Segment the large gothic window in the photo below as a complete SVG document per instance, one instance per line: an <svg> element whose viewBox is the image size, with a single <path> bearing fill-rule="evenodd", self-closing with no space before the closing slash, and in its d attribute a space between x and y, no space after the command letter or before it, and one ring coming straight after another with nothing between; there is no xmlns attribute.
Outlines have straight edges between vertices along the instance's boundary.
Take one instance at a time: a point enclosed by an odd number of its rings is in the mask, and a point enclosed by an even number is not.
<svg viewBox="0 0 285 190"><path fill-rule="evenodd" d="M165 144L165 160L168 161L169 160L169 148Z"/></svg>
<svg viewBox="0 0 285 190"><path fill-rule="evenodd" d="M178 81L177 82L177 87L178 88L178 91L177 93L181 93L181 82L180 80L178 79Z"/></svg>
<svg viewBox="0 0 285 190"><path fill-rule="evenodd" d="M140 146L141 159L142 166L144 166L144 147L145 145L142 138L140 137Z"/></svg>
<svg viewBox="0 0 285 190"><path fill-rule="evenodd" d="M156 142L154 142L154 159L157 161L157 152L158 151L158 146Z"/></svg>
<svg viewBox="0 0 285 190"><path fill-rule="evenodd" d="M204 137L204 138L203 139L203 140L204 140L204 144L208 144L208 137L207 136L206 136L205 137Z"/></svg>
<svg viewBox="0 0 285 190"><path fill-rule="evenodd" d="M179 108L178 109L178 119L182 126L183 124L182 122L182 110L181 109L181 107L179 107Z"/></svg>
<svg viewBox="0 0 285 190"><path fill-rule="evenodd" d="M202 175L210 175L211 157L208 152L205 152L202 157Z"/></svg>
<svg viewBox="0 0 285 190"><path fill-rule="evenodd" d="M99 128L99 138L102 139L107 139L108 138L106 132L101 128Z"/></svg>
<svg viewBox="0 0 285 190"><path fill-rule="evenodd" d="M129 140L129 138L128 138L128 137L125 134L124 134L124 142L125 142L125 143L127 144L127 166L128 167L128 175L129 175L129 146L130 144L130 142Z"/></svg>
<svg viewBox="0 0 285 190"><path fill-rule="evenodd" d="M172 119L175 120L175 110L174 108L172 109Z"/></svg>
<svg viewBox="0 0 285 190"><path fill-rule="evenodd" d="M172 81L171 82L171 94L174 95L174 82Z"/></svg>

• • •

• _WHAT TO DO_
Copy the records word for word, from the first line through the line containing "144L165 160L168 161L169", including that line.

• _CORRECT ANSWER_
Segment the large gothic window in the photo below as a complete SVG document per instance, one instance per line: an <svg> element whose viewBox is the image size, with a single <path> bearing fill-rule="evenodd", self-closing with no space before the closing slash, and in its d attribute a space between x and y, no space after the command letter or before it, and one ring coming straight after another with nothing between; there is no xmlns attribute.
Outlines have straight edges between vertices along the instance's boundary.
Take one instance at a time: a point enclosed by an odd number of its rings is in the mask, and a point enclosed by an even number is not.
<svg viewBox="0 0 285 190"><path fill-rule="evenodd" d="M165 144L165 160L168 161L169 160L169 148Z"/></svg>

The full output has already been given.